■ Extract to read:
▼

Mangope was accused of using his defence force and police to suppress protests, and had been accused of police brutality when a student protest was suppressed by his police force. Mangope's supporters, however, have argued that Bophuthatswana was comparatively more successful than other Bantustans in social and economic development, owing to its mineral wealth. Although designated as an ethnic Tswana homeland, Bophuthatswana was more or less an integrated society where Apartheid legislation did not apply, in common with other homelands.

===1994 crisis===

At the Kempton Park negotiations in 1993 that led to the first non-racial election in South Africa in 1994, Mangope had made it clear that Bophuthatswana would remain independent of the new and integrated South Africa and that he would not allow the upcoming election to take place in "his country". With most residents in favour of reintegration, the homeland's military mutinied. Mangope called on outside help, but was eventually forced to flee the homeland, and shortly thereafter, the homelands were reincorporated into South Africa.

===After Bophuthatswana===
Pik Botha, South Africa’s Foreign Minister at the time, and member of the Transitional Executive Council Mac Maharaj removed Mangope from office in March 1994.

After the transition to nonracial democracy, Mangope remained active in politics, forming the United Christian Democratic Party in 1997. Party support was confined to the North West Province (which contained most of Bophuthatswana), and at its peak it held three seats out of 400 in the National Assembly. His party argued that under the Xhosa-led ANC, their quality of life in the province would deteriorate and that conditions were improved because Tswana people ruled themselves. Mangope led the party for fifteen years, but was expelled from the party in 2012. He had been accused of being autocratic, but failed to attend his disciplinary hearing, and had his membership terminated. In the runup to the following election, in 2014, many of the party's members, encouraged by Mangope, left to join the Democratic Alliance. The party subsequently lost all of its seats including those in the provincial parliament and provincial legislature.

==Beliefs==
Speaking to the Financial Mail in June 1980, Mangope professed his belief in capitalist free enterprise, saying it would lead to "true freedom and prosperity for our people" if it is "regulated by a strong sense of social responsibility". He lamented the fact that capitalism had failed to make itself more appealing in Africa and failed to defend itself against the attacks of Marxism. According to Mangope, free enterprise has led to more material prosperity in African nations that have adopted it. He concluded:"I believe that free enterprise, at its best, encourages not only individuals, but whole communities and societies to aspire upwards."

▲

■ Set of tasks:
1 - According to the Mangope extract, in what year did Mangope form the United Christian Democratic Party?
2 - Summarize the Mangope extract in three sentences.
The records are unrelated to the Mangope extract.

■ Material provided:
▼

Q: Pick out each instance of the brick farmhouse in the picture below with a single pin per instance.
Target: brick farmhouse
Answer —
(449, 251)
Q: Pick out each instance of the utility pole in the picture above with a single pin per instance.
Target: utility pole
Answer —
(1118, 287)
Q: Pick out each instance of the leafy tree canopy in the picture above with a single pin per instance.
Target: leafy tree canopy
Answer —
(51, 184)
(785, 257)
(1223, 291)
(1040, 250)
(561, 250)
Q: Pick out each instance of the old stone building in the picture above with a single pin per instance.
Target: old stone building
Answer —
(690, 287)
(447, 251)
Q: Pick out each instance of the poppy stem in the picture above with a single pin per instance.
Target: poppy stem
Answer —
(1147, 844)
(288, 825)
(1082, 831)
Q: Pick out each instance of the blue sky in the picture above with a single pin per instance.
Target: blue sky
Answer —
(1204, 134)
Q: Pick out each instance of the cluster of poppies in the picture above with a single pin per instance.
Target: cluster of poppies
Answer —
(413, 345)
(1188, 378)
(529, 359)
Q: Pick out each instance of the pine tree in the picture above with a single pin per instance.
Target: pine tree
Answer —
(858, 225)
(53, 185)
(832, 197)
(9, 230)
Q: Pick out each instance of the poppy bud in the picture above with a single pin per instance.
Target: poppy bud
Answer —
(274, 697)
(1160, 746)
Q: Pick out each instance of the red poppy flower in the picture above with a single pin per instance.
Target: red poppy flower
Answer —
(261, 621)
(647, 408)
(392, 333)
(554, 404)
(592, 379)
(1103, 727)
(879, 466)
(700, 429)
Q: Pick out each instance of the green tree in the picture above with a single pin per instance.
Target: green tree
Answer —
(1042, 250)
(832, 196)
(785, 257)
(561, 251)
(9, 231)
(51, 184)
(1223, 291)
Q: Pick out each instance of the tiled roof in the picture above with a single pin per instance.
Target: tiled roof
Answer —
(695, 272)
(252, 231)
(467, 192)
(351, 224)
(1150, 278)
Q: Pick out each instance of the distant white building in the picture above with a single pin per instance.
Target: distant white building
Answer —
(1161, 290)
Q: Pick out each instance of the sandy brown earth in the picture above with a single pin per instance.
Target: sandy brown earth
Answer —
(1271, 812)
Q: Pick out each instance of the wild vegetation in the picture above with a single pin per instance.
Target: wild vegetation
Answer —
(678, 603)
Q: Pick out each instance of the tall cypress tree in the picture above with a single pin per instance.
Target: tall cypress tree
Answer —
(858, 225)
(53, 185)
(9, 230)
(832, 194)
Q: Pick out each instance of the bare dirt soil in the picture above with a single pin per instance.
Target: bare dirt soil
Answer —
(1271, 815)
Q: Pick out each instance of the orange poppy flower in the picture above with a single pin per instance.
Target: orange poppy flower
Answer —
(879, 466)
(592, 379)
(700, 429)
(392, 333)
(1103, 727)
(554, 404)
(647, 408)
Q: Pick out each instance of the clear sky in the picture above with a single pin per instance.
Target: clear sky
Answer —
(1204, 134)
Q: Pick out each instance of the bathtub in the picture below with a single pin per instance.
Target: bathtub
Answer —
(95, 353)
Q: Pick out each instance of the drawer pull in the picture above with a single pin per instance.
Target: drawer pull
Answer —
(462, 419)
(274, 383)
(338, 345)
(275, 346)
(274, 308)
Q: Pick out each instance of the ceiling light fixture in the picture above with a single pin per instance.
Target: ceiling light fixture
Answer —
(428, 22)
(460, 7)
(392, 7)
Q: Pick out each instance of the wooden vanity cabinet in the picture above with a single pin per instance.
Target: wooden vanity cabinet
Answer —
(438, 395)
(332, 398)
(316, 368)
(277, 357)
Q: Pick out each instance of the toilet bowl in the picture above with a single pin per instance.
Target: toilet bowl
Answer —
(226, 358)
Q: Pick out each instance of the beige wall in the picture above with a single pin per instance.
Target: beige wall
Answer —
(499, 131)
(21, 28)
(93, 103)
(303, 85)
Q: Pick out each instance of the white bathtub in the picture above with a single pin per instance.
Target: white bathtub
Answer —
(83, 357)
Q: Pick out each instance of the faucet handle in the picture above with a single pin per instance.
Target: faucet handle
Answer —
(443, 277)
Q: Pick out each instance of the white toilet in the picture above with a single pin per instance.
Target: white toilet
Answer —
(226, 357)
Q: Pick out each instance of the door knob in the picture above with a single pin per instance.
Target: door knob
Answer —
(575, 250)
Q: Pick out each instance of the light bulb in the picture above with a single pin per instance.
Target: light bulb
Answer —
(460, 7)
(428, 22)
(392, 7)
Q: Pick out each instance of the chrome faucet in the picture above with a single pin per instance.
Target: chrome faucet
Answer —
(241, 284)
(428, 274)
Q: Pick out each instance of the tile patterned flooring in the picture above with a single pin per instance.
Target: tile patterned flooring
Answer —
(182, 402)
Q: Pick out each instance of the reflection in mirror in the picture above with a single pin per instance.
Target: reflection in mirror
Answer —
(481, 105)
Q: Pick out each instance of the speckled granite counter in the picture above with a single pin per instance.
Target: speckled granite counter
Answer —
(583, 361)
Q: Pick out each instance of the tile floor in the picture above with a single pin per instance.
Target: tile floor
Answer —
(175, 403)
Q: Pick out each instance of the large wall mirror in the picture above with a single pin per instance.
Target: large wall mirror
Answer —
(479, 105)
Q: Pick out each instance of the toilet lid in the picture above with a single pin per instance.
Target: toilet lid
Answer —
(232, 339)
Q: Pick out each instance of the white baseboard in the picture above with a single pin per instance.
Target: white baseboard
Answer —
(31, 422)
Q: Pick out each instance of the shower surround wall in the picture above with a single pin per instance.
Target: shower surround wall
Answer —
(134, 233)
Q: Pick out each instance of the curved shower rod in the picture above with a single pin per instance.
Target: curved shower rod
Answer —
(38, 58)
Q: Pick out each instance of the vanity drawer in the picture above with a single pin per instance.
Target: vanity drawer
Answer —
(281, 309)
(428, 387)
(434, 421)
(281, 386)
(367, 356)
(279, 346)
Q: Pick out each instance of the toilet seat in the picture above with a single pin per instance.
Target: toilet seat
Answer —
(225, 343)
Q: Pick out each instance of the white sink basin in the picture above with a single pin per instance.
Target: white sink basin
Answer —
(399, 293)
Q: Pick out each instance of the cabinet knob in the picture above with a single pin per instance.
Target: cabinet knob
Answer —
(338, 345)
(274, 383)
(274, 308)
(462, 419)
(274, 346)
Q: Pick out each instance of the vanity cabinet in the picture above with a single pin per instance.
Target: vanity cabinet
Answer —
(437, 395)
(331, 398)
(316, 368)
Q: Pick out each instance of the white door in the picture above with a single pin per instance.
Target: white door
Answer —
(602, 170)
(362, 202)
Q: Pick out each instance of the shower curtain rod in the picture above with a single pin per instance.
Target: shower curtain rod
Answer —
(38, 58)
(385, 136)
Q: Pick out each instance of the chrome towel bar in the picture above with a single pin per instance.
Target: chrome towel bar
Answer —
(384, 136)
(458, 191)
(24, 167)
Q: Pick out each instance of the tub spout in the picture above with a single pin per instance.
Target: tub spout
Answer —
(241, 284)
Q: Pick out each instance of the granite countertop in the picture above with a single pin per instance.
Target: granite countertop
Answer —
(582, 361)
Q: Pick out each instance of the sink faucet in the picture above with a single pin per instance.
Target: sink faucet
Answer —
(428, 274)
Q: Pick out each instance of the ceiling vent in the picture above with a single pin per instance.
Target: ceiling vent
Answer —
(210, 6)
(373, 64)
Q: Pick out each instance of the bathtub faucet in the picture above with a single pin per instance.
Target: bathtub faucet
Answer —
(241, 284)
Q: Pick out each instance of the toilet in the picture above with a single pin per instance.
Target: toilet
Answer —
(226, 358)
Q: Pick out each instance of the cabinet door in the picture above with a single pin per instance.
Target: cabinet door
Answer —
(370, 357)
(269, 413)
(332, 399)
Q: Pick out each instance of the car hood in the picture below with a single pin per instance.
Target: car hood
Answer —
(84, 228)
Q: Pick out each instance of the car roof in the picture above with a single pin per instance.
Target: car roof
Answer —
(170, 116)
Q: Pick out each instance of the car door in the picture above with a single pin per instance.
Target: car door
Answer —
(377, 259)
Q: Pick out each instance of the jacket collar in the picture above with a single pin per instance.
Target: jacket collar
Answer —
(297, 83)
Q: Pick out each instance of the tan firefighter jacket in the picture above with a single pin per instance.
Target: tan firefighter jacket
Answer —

▲

■ Answers to the problems:
1 - 1997

2 - Mangope was accused of using his defence force and police to suppress protests, though his supporters argued that Bophuthatswana developed comparatively well owing to its mineral wealth. After he declared that he would not allow the 1994 election to take place in Bophuthatswana, the homeland's military mutinied, he was forced to flee and was removed from office in March 1994, and the homelands were reincorporated into South Africa. He went on to form the United Christian Democratic Party in 1997 and led it for fifteen years until his expulsion in 2012, and he professed a belief in free enterprise regulated by a strong sense of social responsibility.